- TASKS TO CARRY OUT
A - Answer these from the text on spectra:
(i) Where are rest frame wavelength values typically computed?
(ii) What model is an emission line fitted to in order to measure its flux?
(iii) Which function does the notebook use to fit an emission line?
B - Could you write out the part of the text on spectra that opens with the words containing "2. Astrophysical Properties" and closes with "short), and more.", switching "dust content" to "gas content"?

- TEXT EXTRACT
──────────

Spectra tell us so much information. For one, we can use the spectra to find the redshift of the source. Do you see those vertical dashed lines in the 1D-spectra above? Those lines occur at a fixed wavelength and we can measure how far off those emission lines are from where they are from the rest frame. By using the equation below we can get the redshift. 

$z = \lambda_{obs}/\lambda_{rest} - 1$

$\lambda_{obs}$ is the observed wavelength of the emission line. $\lambda_{rest}$ is the rest frame wavelength of an emission lines, typically these rest frame values are computed in a laboratory and are super accurate. We recommend you look at this [page](http://astronomy.nmsu.edu/drewski/tableofemissionlines.html) to get a sense of all the emission lines people have found in astrophysical objects.

2. Astrophysical Properties

The strength of those emission lines can give us insight into the properties of the astrophysical source we are looking at. By measuring the flux of lines across the spectra and by using certain equations we can get relevant properties like; metallicity, ionization parameter, dust content, star formation rate (SFR for short), and more. 

The way that we measure the flux of an emission line is by fitting the line to a Gaussian Model as emission lines are really well modeled by a Gaussian. The integral of this Gaussian will tell you the integrated flux of this line. Depending on the line you can measure properties from this single line alone or you would need to measure other lines and and use line ratios to back out physical properties. We cover in this notebook how to fit an emission line to a Gaussian Model using curve_fit and in part 2 and 3 how we can use a Bayesian model to perform the fitting.

──────────

- MATERIAL
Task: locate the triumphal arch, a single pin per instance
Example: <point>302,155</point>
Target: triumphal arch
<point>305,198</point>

──────────

- TASK-BY-TASK SOLUTIONS
A -
(i) In a laboratory.
(ii) A Gaussian Model.
(iii) curve_fit.

B -
2. Astrophysical Properties

The strength of those emission lines can give us insight into the properties of the astrophysical source we are looking at. By measuring the flux of lines across the spectra and by using certain equations we can get relevant properties like; metallicity, ionization parameter, gas content, star formation rate (SFR for short), and more.